## 本文
▬▬▬▬▬▬
塩飽諸島の藪山歩きシリーズ その3
平成27年3月22日23日 塩飽諸島 さぬき広島(丸亀市)の山歩き
1日目)江の浦港〜三角点「江浦」〜尾上邸〜三角点「大池」〜三角点「桜」〜三角点「三浦石」
2日目)王頭山(三角点「広島」)〜心経山〜青木港
塩飽(しわく)諸島とは
香川県と岡山県に挟まれる瀬戸内海は備讃(びさん)瀬戸と言われ、漁業や海上交通の要所である。坂出と小島を結ぶ瀬戸大橋の橋脚部と
その西側に散らばる28の島々が「塩飽(しわく)諸島」と言われている。語源の一つに潮が湧くから来ていると言われる様にこの辺りは潮流が
強く西流(満ち潮)と東流(引き潮)が5〜6時間毎に入れ替わる複雑な場所で古来「塩飽水軍」がその海上覇権を握ってきた。
塩飽諸島の中心は「本島」でここには戦国時代〜江戸時代において自治権を与えられた島々をまとめる役所=塩飽勤番所が置かれた。近年
は瀬戸大橋からも外れて過疎化が進んでいるが瀬戸内芸術祭の会場として一般にこの島の存在が知られる様になった。
▬▬▬▬▬▬
## やること
a - 塩飽諸島の文章から、「2日目)王頭山(三角点「広島」)〜心経山〜青木港」で始まり「がその海上覇権を握ってきた。」まで続く部分をそのまま抜き出す。
b - 塩飽諸島の文章によると、塩飽勤番所が置かれたのはどの島か。
c - 塩飽諸島の文章の最後の文の後から、続きを書いてください。
この後の行は、塩飽諸島の文章とは別の資料である。

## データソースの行
▬▬▬▬▬▬
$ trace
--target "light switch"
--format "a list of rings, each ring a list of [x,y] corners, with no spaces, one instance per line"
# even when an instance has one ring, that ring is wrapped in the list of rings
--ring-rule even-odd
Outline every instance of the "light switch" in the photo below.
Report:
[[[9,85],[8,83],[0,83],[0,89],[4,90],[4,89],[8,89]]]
▬▬▬▬▬▬
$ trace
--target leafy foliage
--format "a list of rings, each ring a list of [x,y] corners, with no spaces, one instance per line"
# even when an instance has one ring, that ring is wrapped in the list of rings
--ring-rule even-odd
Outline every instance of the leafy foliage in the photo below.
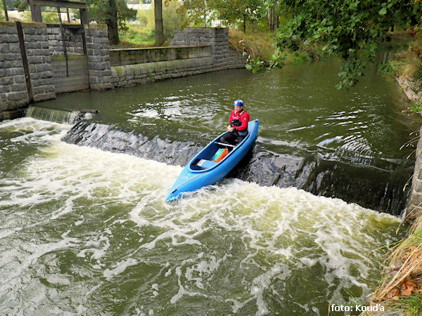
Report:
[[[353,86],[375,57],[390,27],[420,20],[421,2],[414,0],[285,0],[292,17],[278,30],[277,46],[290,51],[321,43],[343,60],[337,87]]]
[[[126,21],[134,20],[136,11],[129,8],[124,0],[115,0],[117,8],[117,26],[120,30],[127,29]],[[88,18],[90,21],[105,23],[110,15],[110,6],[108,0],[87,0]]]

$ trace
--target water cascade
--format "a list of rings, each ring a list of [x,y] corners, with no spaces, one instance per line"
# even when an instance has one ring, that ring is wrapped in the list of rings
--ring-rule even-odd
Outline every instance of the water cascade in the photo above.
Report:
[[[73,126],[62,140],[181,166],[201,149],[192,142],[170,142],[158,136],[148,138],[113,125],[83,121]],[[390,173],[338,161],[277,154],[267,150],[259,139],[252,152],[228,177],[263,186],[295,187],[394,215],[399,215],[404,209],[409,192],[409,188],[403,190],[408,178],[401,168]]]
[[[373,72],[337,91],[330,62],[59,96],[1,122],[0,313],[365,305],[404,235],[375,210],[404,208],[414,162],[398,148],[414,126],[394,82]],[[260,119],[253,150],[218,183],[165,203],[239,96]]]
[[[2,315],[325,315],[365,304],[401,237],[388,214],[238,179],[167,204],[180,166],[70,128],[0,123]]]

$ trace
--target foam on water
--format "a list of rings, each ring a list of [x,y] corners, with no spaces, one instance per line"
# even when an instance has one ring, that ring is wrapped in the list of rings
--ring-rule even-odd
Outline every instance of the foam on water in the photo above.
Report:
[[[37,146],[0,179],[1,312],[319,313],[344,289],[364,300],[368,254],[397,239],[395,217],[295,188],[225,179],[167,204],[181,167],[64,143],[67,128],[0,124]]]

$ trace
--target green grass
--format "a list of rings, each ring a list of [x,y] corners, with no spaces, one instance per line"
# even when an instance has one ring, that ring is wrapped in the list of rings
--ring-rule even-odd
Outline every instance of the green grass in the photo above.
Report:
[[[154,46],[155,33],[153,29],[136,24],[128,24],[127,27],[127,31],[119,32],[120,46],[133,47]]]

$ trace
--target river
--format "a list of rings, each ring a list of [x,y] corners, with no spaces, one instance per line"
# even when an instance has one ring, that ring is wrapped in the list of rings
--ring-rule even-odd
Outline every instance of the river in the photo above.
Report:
▬▬▬▬▬▬
## 解答
a -
2日目)王頭山(三角点「広島」)〜心経山〜青木港
塩飽(しわく)諸島とは
香川県と岡山県に挟まれる瀬戸内海は備讃(びさん)瀬戸と言われ、漁業や海上交通の要所である。坂出と小島を結ぶ瀬戸大橋の橋脚部と
その西側に散らばる28の島々が「塩飽(しわく)諸島」と言われている。語源の一つに潮が湧くから来ていると言われる様にこの辺りは潮流が
強く西流(満ち潮)と東流(引き潮)が5〜6時間毎に入れ替わる複雑な場所で古来「塩飽水軍」がその海上覇権を握ってきた。

b - 本島

c -
過疎化が進んだ島の山は藪化が進んでいると想定され、ここは冬場でなければ歩けない。今シーズンは塩飽諸島の内、面積的にみて歩きごた
えのある本島、粟島、広島を歩く事にした。
塩飽諸島位置図
「さぬき広島
塩飽諸島の中で最大面積を誇る「広島」は有名な広島県の広島と混同しないように「さぬき広島」と呼ばれる。本島の直ぐ西側
に位置し塩飽諸島の中で標高が一番高い「大頭山」のずんぐり頭が印象的である。
島の地形は大きく2つに分かれており、東側に立石地区から迎木山〜島の北端へ続く縦長い山塊と西側には主峰「大頭山」を
中心とする横広い山塊があり、その間を江の浦から茂浦への括(くび)れにそって道路が延びている。
この様な単純な地形の山歩き計画は三角点を繋いで反時計廻りで歩くルートを設定する。他の本島や粟島に比べて少し標高が高い
分時間がかかるし藪も酷い事を想定してライトと簡易ツェルトをザックに入れる
さぬき広島 ルート図
この地図の作成に当たっては、国土地理院長の承認を得て、同院発行の数値地図25000(地図画像)を使用したものである
カシミールソフトを使ったGPSトラックログ図
平成27年3月22日 丸亀港発のフェリーは始発が06時06分だが江の浦着が06時50分、次の客船は06時50分発で
07時11分着だから当然2便目を選択。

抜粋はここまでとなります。